▶ Zitierter Text
--------------------

Hast du dich auch ein paar Tage oder ein paar Minuten um deine Familie gekümmert?   :Very Happy: 

 *Raze wrote:*   

> @escor:
> 
> Mit dem hwclock --adjust hatte ich bereits gearbeitet, leider sinds eben keine 12 Sekunden in 2 Wochen sondern eher 5 Minuten.
> 
> 

 

Du kannst auch mal http://www.informatikserver.at/LHB/node149.html#SECTION00640300000000000000 versuchen.

----------

## Knieper

Ohne das Thema komplett zu lesen - die Batterie ist noch voll?

----------

## Raze

Mal einen auf ganz blöd gemacht .. was hat die massiv von der Hardwareuhr abweichende Softwareuhr mit ner möglicherweise leeren Batterie zu tun?

Ich hatte auch schon mehrfach leere Batterien, allerdings macht dass dann einmal Probleme in Form verlorener Bios-Einstellungen, aber dass die Softwareclock ne Abweichung von 1,5 Sekunden pro 30 Sekunden hat würde ich damit nicht in Verbindung bringen.

--------------------

▶ Erfasste Daten
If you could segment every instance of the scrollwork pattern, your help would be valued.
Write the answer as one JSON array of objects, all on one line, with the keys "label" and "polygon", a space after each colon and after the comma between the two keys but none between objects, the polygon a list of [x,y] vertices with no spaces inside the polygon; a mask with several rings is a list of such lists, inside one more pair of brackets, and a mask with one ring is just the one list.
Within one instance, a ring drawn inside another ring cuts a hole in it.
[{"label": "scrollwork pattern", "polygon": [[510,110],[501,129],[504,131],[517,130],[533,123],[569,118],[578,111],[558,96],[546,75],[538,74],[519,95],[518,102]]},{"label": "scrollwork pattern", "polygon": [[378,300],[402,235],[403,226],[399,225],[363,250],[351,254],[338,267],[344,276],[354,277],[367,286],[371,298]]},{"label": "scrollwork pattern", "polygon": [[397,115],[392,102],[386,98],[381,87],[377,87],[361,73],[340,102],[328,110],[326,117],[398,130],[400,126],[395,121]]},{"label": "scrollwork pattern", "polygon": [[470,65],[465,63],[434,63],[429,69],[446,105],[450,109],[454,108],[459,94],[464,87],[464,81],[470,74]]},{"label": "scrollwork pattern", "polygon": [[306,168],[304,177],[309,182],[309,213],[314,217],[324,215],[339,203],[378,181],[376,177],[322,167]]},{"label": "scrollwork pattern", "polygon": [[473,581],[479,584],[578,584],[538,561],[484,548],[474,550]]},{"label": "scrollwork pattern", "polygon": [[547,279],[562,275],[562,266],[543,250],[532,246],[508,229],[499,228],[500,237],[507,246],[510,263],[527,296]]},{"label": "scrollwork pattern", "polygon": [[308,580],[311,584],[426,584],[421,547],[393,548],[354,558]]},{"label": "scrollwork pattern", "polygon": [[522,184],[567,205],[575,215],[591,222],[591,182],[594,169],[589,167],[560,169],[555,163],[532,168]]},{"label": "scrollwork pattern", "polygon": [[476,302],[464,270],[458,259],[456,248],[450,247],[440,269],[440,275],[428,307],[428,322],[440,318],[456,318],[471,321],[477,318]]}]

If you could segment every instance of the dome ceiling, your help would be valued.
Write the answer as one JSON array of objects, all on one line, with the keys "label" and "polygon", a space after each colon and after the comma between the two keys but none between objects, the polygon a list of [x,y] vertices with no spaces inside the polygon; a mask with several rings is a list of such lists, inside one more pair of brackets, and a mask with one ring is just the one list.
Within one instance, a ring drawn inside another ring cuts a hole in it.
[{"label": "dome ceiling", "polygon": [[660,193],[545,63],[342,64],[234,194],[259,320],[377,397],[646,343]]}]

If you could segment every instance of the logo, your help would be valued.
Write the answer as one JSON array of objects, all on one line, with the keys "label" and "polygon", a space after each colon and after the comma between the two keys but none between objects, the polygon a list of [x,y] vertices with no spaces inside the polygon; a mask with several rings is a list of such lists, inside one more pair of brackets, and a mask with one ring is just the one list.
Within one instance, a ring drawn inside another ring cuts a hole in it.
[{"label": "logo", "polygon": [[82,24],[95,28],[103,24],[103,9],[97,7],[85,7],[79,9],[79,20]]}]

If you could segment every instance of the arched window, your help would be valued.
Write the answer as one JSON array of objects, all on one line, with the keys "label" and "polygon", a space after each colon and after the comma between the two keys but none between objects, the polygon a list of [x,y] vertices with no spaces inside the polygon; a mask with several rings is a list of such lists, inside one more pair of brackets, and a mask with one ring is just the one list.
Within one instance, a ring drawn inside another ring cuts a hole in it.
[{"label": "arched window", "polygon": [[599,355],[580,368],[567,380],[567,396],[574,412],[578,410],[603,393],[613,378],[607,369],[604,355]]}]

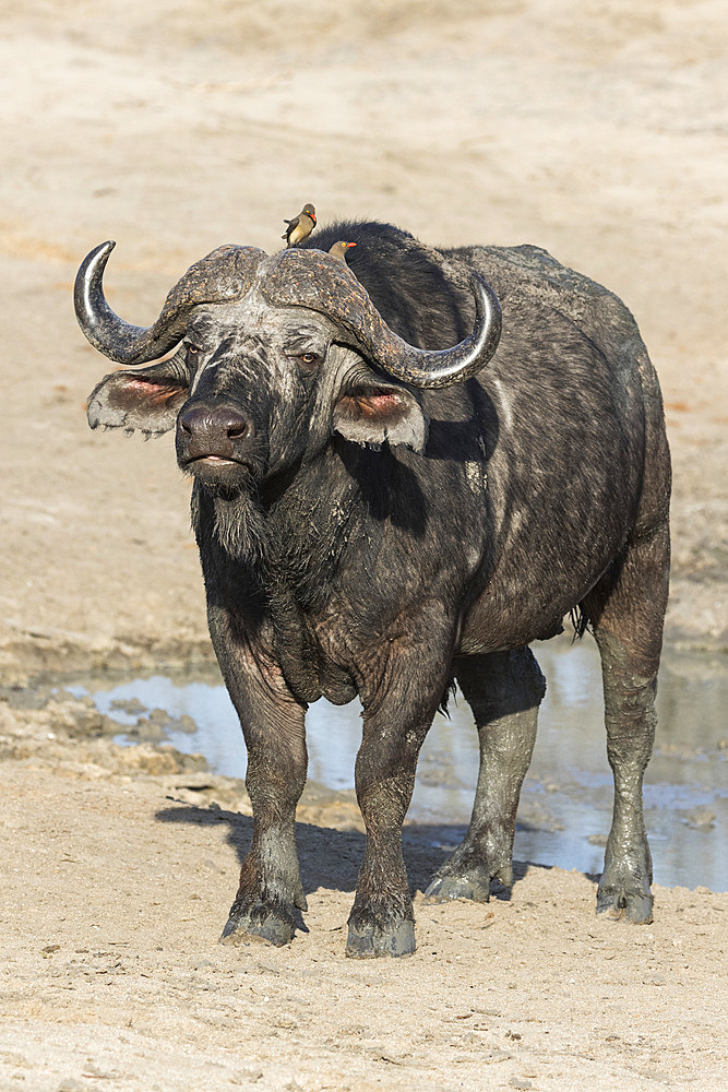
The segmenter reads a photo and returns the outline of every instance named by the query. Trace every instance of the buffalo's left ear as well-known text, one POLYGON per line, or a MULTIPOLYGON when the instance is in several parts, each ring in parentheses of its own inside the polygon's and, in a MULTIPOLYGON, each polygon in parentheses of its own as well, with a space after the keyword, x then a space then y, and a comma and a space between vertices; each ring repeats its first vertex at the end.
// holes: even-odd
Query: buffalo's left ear
POLYGON ((334 405, 334 430, 355 443, 402 443, 423 451, 428 423, 419 395, 389 383, 359 384, 334 405))
POLYGON ((175 427, 188 389, 189 372, 180 353, 141 371, 114 371, 88 397, 88 424, 159 436, 175 427))

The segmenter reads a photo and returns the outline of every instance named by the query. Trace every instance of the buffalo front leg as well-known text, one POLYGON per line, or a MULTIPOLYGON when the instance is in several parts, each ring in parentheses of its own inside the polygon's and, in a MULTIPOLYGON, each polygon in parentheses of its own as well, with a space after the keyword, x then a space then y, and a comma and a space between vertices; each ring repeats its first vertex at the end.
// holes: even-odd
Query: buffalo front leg
POLYGON ((652 857, 642 782, 655 738, 655 693, 667 602, 667 527, 628 547, 623 561, 584 603, 601 656, 607 757, 614 778, 612 824, 597 913, 653 919, 652 857))
POLYGON ((220 940, 282 946, 293 939, 296 910, 308 909, 295 840, 308 764, 305 710, 279 673, 263 677, 243 642, 228 640, 222 655, 215 643, 248 748, 246 787, 253 809, 253 836, 220 940))
MULTIPOLYGON (((416 657, 413 657, 415 661, 416 657)), ((367 845, 349 915, 346 954, 410 956, 415 951, 415 916, 402 856, 402 824, 413 788, 417 758, 447 681, 443 663, 428 673, 402 652, 397 685, 386 699, 368 708, 356 763, 357 799, 367 829, 367 845), (417 679, 428 678, 425 697, 417 679), (405 681, 406 680, 406 681, 405 681), (434 680, 434 682, 432 682, 434 680)))
POLYGON ((455 675, 475 716, 480 770, 467 833, 425 894, 488 902, 492 879, 513 885, 515 817, 546 681, 530 649, 464 657, 455 675))

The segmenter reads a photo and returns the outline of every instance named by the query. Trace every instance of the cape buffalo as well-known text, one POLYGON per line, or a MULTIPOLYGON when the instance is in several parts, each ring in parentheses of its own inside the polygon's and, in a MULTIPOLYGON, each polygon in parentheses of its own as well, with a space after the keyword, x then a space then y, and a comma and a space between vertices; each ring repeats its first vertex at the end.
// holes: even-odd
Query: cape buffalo
POLYGON ((511 885, 545 692, 528 645, 570 612, 601 654, 614 776, 597 911, 649 922, 642 779, 670 460, 623 304, 536 247, 433 250, 392 226, 338 223, 273 257, 213 251, 144 329, 104 297, 112 247, 83 262, 76 314, 133 369, 95 388, 88 422, 175 430, 210 632, 248 747, 252 844, 223 938, 286 943, 306 910, 294 828, 305 713, 322 696, 363 707, 367 844, 348 954, 414 951, 402 823, 455 681, 480 772, 467 834, 427 893, 485 901, 492 879, 511 885), (326 253, 337 239, 357 245, 349 268, 326 253))

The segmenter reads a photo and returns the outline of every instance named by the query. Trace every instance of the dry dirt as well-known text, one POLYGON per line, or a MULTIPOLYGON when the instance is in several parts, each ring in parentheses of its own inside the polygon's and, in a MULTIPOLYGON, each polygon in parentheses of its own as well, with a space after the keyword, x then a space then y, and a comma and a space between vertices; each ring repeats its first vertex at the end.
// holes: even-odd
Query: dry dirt
MULTIPOLYGON (((726 43, 718 0, 4 0, 0 1088, 724 1089, 728 897, 523 864, 512 900, 429 906, 405 961, 343 957, 362 835, 309 794, 309 931, 216 938, 250 833, 239 782, 123 751, 43 669, 210 656, 168 440, 97 436, 73 319, 118 240, 151 322, 222 242, 372 216, 432 244, 534 242, 614 289, 661 377, 675 461, 667 639, 725 649, 726 43), (32 703, 31 703, 32 704, 32 703)), ((446 817, 443 817, 446 820, 446 817)), ((413 886, 439 863, 406 835, 413 886)))

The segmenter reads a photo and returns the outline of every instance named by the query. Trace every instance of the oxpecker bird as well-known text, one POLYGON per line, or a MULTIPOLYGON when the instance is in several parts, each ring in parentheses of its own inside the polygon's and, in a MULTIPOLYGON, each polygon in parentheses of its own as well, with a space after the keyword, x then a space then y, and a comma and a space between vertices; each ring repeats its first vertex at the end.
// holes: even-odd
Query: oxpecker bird
POLYGON ((338 242, 333 245, 329 253, 334 258, 338 258, 339 261, 346 262, 346 251, 349 247, 356 247, 356 242, 344 242, 343 239, 339 239, 338 242))
POLYGON ((315 227, 315 209, 313 205, 303 205, 298 216, 294 216, 293 219, 284 219, 284 224, 287 224, 288 227, 286 234, 282 235, 281 238, 286 240, 287 247, 297 247, 303 239, 308 239, 315 227))

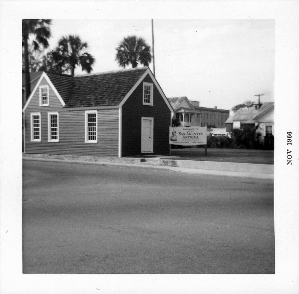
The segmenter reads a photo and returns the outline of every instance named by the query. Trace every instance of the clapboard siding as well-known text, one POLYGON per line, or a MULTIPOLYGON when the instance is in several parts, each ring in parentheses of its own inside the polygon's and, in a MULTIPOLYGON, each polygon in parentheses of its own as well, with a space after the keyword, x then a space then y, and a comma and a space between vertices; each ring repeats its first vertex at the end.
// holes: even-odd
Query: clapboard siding
MULTIPOLYGON (((40 85, 47 84, 42 81, 40 85)), ((85 111, 63 108, 50 87, 48 106, 39 106, 38 88, 25 112, 26 153, 118 156, 118 110, 98 109, 97 143, 85 143, 85 111), (59 113, 59 142, 48 142, 48 112, 59 113), (30 114, 41 113, 41 141, 30 142, 30 114)))
MULTIPOLYGON (((149 75, 145 77, 144 81, 153 82, 149 75)), ((170 110, 154 84, 153 106, 143 105, 143 90, 142 82, 122 106, 123 157, 141 154, 141 118, 142 117, 154 118, 154 153, 169 154, 170 110)))

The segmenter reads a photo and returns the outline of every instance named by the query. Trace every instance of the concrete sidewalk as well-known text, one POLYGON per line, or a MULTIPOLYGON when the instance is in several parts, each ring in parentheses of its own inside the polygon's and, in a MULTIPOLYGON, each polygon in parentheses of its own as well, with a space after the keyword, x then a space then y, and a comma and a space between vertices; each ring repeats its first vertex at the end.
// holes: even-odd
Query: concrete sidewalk
POLYGON ((274 165, 184 160, 171 156, 119 158, 24 154, 23 158, 28 160, 155 168, 181 172, 228 177, 274 180, 274 165))

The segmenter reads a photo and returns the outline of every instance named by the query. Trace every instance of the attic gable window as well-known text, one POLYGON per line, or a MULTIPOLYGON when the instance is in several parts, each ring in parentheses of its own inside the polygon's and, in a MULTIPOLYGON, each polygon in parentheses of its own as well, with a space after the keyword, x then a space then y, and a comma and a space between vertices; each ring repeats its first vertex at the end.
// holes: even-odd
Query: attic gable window
POLYGON ((145 105, 152 105, 153 84, 143 83, 143 104, 145 105))
POLYGON ((97 143, 97 111, 85 111, 85 143, 97 143))
POLYGON ((49 106, 49 86, 39 86, 39 106, 49 106))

--------------------

▶ Aufgabenstellung
1. Schreibe aus dem zitierten Text den Abschnitt wörtlich ab, der mit den Worten „Hast du dich“ beginnt und mit „eher 5 Minuten.“ endet.
2. Welche Probleme haben leere Batterien laut Raze im zitierten Text verursacht?

▶ Lösungen im Einzelnen
1.
Hast du dich auch ein paar Tage oder ein paar Minuten um deine Familie gekümmert?   :Very Happy: 

 *Raze wrote:*   

> @escor:
> 
> Mit dem hwclock --adjust hatte ich bereits gearbeitet, leider sinds eben keine 12 Sekunden in 2 Wochen sondern eher 5 Minuten.

2. Verlorene Bios-Einstellungen.